[DESCRIPTION OF THE TASK] Each line from the one that contains "Can you tell me where the twin" to the end of the entries must be copied word for word, and only those lines.

Referring expression grounding data
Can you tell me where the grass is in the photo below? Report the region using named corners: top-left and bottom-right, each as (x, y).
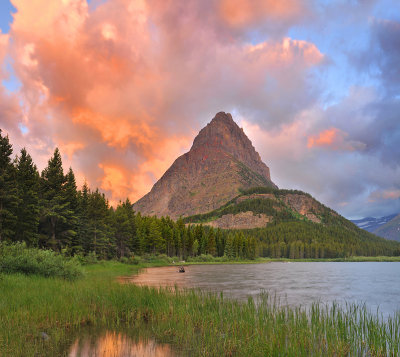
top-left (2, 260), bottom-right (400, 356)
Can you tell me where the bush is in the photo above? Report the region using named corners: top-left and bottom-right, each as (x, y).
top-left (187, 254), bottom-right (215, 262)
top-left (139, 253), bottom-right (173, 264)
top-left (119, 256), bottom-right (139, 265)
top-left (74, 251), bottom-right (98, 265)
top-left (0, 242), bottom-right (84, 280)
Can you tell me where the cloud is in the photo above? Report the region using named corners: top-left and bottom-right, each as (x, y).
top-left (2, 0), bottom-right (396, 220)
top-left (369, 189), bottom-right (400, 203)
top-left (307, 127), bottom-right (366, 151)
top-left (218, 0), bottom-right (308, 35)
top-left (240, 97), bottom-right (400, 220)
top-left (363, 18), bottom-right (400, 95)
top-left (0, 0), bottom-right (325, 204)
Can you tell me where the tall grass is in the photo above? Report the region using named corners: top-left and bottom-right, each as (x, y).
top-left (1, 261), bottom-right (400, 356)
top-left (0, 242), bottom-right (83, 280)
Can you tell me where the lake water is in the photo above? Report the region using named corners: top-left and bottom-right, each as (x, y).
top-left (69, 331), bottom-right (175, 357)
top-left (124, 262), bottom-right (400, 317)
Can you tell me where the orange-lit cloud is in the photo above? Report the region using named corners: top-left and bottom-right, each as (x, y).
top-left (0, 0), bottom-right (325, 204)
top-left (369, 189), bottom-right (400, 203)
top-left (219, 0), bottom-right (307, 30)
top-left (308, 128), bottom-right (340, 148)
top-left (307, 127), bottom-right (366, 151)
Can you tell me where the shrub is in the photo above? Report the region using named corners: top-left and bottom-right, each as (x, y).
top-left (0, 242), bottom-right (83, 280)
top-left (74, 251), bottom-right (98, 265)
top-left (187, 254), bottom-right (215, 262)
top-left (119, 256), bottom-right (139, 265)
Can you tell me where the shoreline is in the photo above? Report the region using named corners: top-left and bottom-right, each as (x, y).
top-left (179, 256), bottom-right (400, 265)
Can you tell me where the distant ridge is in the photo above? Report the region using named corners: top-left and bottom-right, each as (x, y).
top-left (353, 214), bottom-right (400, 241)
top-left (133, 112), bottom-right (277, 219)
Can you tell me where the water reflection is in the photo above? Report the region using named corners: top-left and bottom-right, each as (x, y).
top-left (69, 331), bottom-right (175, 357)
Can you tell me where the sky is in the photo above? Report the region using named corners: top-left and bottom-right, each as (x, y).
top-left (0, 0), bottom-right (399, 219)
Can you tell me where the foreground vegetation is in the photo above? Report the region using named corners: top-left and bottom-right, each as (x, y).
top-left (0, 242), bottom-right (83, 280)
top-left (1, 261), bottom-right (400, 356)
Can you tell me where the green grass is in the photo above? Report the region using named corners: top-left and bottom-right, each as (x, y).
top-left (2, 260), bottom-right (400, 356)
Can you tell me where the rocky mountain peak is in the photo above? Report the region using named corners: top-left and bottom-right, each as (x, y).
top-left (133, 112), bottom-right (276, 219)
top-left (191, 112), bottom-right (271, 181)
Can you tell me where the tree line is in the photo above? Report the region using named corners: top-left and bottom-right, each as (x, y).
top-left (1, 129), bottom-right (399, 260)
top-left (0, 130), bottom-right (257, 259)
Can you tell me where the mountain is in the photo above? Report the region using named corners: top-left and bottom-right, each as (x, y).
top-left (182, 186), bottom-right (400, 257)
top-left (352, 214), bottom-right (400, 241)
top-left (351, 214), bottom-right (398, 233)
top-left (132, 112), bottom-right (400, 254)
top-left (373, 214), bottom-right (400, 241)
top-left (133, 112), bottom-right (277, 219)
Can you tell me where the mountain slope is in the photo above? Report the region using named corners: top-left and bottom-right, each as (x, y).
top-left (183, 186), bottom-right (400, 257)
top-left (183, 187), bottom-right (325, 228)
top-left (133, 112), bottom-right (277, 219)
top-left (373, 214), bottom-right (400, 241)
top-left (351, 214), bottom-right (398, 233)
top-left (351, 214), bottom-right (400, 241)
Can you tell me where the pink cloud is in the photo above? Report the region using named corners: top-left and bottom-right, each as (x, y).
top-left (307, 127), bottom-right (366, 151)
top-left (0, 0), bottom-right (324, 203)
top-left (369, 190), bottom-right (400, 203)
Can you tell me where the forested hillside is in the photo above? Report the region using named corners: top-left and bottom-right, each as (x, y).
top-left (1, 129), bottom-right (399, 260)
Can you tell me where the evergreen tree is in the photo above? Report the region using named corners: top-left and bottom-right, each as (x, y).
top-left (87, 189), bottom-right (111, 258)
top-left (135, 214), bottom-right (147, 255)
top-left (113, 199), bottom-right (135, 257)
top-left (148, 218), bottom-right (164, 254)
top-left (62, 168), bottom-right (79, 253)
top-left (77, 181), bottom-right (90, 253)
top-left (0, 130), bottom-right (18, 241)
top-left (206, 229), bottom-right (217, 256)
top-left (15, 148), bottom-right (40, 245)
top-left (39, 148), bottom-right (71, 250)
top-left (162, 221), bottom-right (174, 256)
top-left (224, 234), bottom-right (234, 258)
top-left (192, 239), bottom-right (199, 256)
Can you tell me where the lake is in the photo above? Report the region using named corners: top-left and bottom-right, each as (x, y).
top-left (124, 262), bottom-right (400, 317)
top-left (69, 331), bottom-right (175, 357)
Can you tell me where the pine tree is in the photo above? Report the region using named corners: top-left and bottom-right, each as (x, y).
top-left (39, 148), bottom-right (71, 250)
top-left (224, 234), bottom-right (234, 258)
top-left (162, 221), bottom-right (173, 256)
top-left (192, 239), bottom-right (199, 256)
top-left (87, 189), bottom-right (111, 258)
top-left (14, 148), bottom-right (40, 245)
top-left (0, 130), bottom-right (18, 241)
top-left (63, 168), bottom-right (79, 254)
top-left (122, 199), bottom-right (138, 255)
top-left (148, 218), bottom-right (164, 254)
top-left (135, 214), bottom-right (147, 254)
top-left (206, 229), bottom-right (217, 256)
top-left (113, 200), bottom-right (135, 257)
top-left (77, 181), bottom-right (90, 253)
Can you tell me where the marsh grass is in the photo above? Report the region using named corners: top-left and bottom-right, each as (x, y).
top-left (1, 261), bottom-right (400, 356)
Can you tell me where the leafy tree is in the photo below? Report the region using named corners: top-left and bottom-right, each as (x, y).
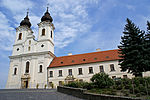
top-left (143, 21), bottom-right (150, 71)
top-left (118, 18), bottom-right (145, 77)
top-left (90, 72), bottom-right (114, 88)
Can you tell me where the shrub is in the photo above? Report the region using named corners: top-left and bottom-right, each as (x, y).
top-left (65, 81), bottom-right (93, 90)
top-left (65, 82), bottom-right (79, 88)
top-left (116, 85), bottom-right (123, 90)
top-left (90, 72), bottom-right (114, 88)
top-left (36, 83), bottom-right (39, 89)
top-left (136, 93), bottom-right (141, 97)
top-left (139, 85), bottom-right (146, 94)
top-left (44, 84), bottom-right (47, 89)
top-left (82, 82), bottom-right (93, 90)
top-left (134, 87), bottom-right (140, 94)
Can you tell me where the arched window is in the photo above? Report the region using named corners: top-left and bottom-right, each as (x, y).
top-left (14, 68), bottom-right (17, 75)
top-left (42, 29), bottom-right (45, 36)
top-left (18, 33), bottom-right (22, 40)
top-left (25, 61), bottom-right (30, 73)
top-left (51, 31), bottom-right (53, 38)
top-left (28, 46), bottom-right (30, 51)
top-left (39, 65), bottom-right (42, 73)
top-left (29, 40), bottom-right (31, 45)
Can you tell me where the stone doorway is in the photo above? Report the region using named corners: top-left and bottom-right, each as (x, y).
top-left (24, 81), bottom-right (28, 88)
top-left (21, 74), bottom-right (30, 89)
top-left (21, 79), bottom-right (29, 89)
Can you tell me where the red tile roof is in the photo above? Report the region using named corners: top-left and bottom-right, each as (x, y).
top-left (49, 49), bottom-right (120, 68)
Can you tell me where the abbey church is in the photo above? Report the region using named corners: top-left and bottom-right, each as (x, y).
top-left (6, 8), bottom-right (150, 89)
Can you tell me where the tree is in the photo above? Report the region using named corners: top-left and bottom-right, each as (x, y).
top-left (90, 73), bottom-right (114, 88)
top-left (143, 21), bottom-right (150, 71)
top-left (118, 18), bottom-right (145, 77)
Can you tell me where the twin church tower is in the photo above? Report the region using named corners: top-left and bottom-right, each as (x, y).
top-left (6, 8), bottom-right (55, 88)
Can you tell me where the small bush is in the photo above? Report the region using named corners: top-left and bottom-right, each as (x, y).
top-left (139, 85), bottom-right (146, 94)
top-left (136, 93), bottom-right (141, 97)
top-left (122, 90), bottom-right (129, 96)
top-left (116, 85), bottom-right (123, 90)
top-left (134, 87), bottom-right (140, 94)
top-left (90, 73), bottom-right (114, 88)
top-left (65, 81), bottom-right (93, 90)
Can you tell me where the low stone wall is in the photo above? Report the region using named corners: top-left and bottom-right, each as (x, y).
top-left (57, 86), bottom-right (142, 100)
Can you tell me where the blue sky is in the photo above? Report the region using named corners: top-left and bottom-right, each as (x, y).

[RESULT BELOW]
Can you tell me where the twin church tower is in the photo above? Report the region using named corners: top-left and bottom-right, each as (x, y).
top-left (6, 8), bottom-right (55, 88)
Can you tell me where the small bush is in the photo above? Report the region using named corners: top-left and bottom-right, each as (x, y).
top-left (139, 85), bottom-right (146, 94)
top-left (136, 93), bottom-right (141, 97)
top-left (122, 90), bottom-right (129, 96)
top-left (116, 85), bottom-right (123, 90)
top-left (134, 87), bottom-right (140, 94)
top-left (90, 73), bottom-right (114, 88)
top-left (65, 81), bottom-right (93, 90)
Can you tell me where the low stone wall is in the photo above? Report the region using named corners: top-left and bottom-right, each as (x, y).
top-left (57, 86), bottom-right (142, 100)
Can you tell me where the blue sky is in the photo above? Report the region using named corners: top-left and bottom-right, each as (x, y).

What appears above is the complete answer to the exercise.